===== Information provided

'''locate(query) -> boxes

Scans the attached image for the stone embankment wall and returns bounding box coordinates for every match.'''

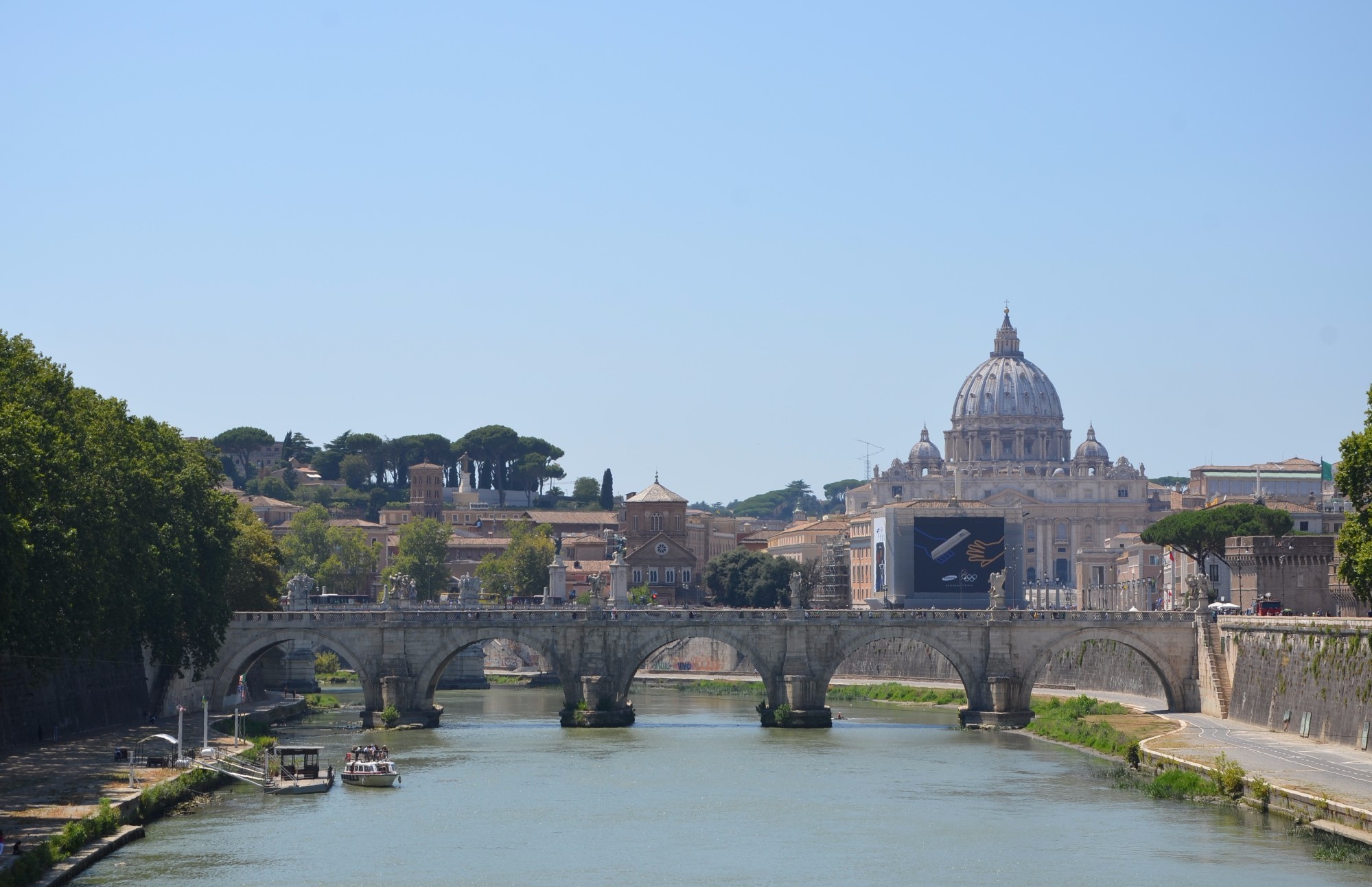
[623,637,1166,699]
[1220,617,1372,747]
[0,654,148,748]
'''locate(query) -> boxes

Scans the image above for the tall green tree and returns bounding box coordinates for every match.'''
[224,503,286,610]
[1139,501,1291,570]
[214,425,276,480]
[1334,387,1372,600]
[387,518,452,600]
[339,452,372,489]
[728,480,823,518]
[476,521,555,602]
[601,469,615,511]
[572,477,600,507]
[701,548,801,607]
[453,425,523,507]
[824,477,863,514]
[316,526,382,595]
[0,333,237,672]
[281,503,331,581]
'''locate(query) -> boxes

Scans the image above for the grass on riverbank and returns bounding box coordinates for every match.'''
[1025,694,1172,758]
[0,798,119,887]
[827,681,967,705]
[645,677,967,705]
[305,692,343,710]
[644,677,767,696]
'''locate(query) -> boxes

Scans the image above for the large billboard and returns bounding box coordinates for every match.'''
[871,517,890,596]
[911,515,1005,595]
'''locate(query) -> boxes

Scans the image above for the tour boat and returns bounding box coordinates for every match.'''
[342,754,401,788]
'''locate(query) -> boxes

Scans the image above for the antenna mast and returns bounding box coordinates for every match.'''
[853,440,886,482]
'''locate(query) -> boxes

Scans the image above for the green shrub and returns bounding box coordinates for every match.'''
[1025,694,1135,757]
[1143,769,1218,801]
[0,798,119,887]
[305,692,343,709]
[314,650,340,674]
[1211,751,1243,798]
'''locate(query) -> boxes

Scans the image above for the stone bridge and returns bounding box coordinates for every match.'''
[165,606,1200,726]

==========

Aim of the task:
Rewrite all the records above, swapping "bounding box coordinates" for "pixel coordinates" and leaving everything else unchanged. Omit the pictures.

Response to the exercise:
'''locate(query) -> boxes

Scans the attached image for the stone embankment wall and returns pixel coordinates for every match.'''

[623,637,1166,699]
[1220,617,1372,747]
[0,654,148,748]
'''locate(query) -> boxes

Scans the image above for the tall green tree and returns pixel coordinates for every match.'''
[224,503,286,610]
[1139,501,1291,570]
[214,425,276,480]
[1334,387,1372,600]
[387,518,452,600]
[339,452,372,489]
[728,480,823,518]
[476,521,555,602]
[601,469,615,511]
[572,477,600,507]
[701,548,801,607]
[453,425,523,507]
[824,477,863,514]
[316,526,382,595]
[0,333,237,672]
[281,503,331,581]
'''locate(query) -> boxes

Scans the image above for the grass on riverbank and returns pixel coordinates for every match.'''
[1025,694,1172,758]
[0,798,119,887]
[827,681,967,705]
[645,677,967,705]
[305,692,343,710]
[644,677,767,696]
'''locate(query) -> boxes

Scans the image above for the large billboard and returns pixel coordinates for every match.'''
[871,517,890,596]
[911,515,1005,595]
'''locate(query) -> boxes

Scans the image above for the tour boat and returns pixel coordinates for every match.'''
[342,754,401,788]
'''locate(query) -> boxes

Scans the image above for the antenna mast and returns pixel coordinates for every match.'''
[853,440,886,482]
'''locate(query) -> boxes

Scans the image above for the green shrub and returns pixel coordinates for every match.'''
[1025,694,1135,757]
[1143,769,1218,801]
[0,798,119,887]
[305,692,343,709]
[314,650,340,674]
[1211,751,1243,798]
'''locate(query) -> boxes

Scans the image above for the stone bridge and returns pixel coordinates for every match.'''
[165,606,1200,726]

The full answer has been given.